Sending one email is easy.
Sending millions of emails reliably, legally, and without damaging your domain reputation is a system design problem.
Email delivery touches product workflows, background jobs, third-party providers, user preferences, compliance, templates, rate limits, bounces, retries, idempotency, and observability. If the platform is weak, checkout confirmation emails disappear, password resets get delayed, marketing campaigns flood provider limits, and support has no way to explain what happened.
This guide designs a production email delivery platform.
Problem Statement
Build a platform that lets product teams send emails safely and consistently.
Examples:
- password reset
- login verification
- order confirmation
- invoice receipt
- failed payment notice
- weekly digest
- product announcement
- security alert
The platform should support critical transactional email and lower-priority bulk email without letting one starve the other.

********

§ REQUEST 1:
In the email delivery guide, which two kinds of email must the platform support without letting one starve the other?
§ REQUEST 2:
Pick up the email delivery guide after its last sentence and write the section that comes next.

§ INFORMATION SUPPLIED:
********

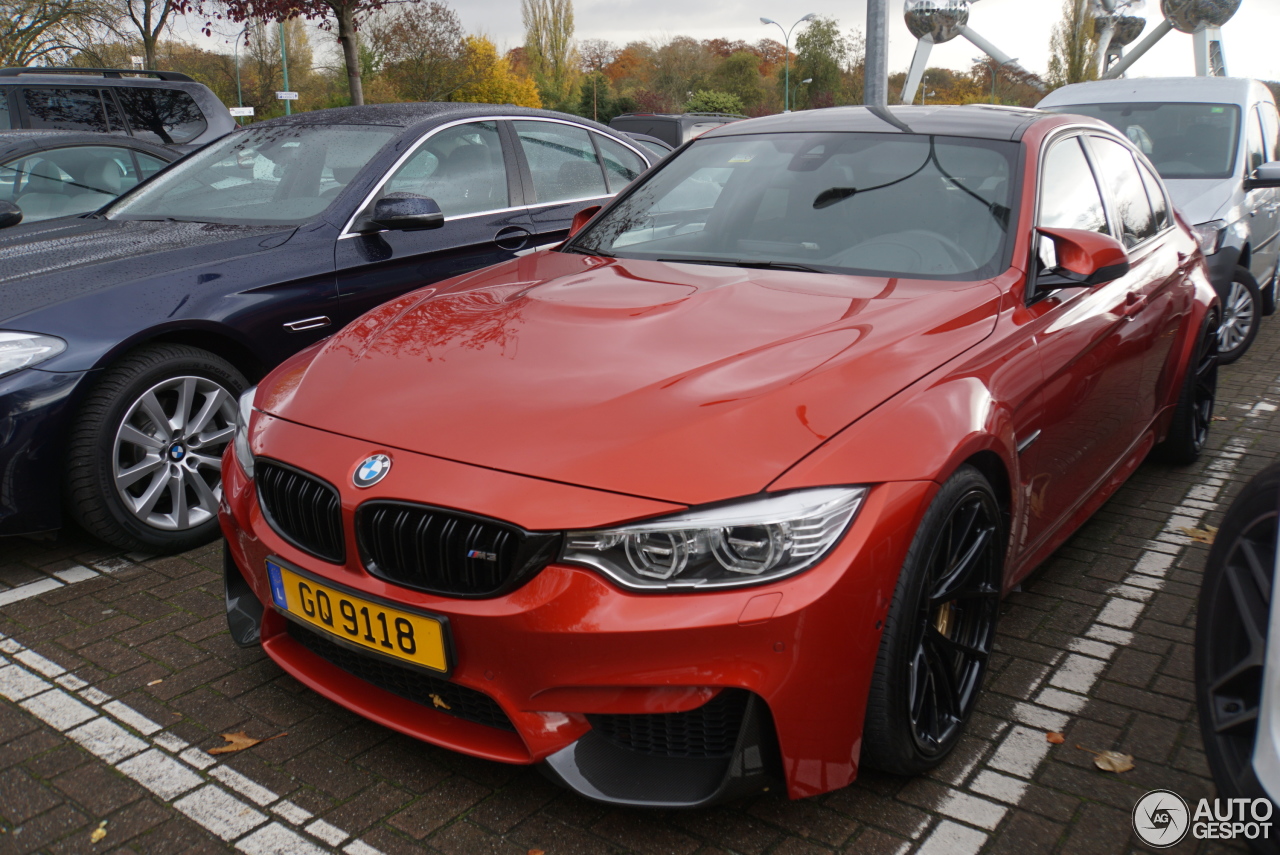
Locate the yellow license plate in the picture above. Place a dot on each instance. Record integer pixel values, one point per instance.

********

§ EXERCISE ANSWER 1:
Critical transactional email and lower-priority bulk email.

§ EXERCISE ANSWER 2:
Requirements
Functional requirements:
- accept email send requests
- render templates with variables
- enforce user preferences
- suppress unsubscribed or bounced recipients
- queue emails by priority
- send through one or more providers
- retry transient failures
- handle provider webhooks
- track delivery status
- support idempotency
- expose search/debugging for support
Non-functional requirements:
- high availability for critical email
- low latency for OTP/password reset
- rate limiting per provider and domain
- tenant isolation
- auditability
- template versioning
- safe retries without duplicate sends
- graceful degradation during provider outages
- privacy controls for email content
The platform must make delivery observable. "We sent it" is not enough. You need to know whether the request was accepted, queued, rendered, sent to provider, bounced, delivered, opened, clicked, or suppressed.
High-Level Architecture
Product Service
|
v
Email API
|
+-- validate request
+-- idempotency check
+-- template lookup
+-- preference/suppression check
|
v
Priority Queues
|
v
Email Workers
|
+-- render template
+-- rate limit
+-- provider selection
+-- send email
|
v
Provider Webhooks -> Delivery Tracker
Separate ingestion from delivery. Product services should not wait for a third-party email provider in the request path.
Data Model
Email message:
CREATE TABLE email_messages (
id UUID PRIMARY KEY,
tenant_id TEXT NOT NULL,
message_key TEXT NOT NULL,
recipient_email_hash TEXT NOT NULL,
recipient_email_encrypted BYTEA NOT NULL,
template_key TEXT NOT NULL,
template_version INT NOT NULL,
priority TEXT NOT NULL,
status TEXT NOT NULL,
idempotency_key TEXT,
provider TEXT,
provider_message_id TEXT,
error_code TEXT,
error_message TEXT,
created_at TIMESTAMPTZ NOT NULL DEFAULT now(),
queued_at TIMESTAMPTZ,
sent_at TIMESTAMPTZ,
delivered_at TIMESTAMPTZ,
failed_at TIMESTAMPTZ,
UNIQUE (tenant_id, idempotency_key)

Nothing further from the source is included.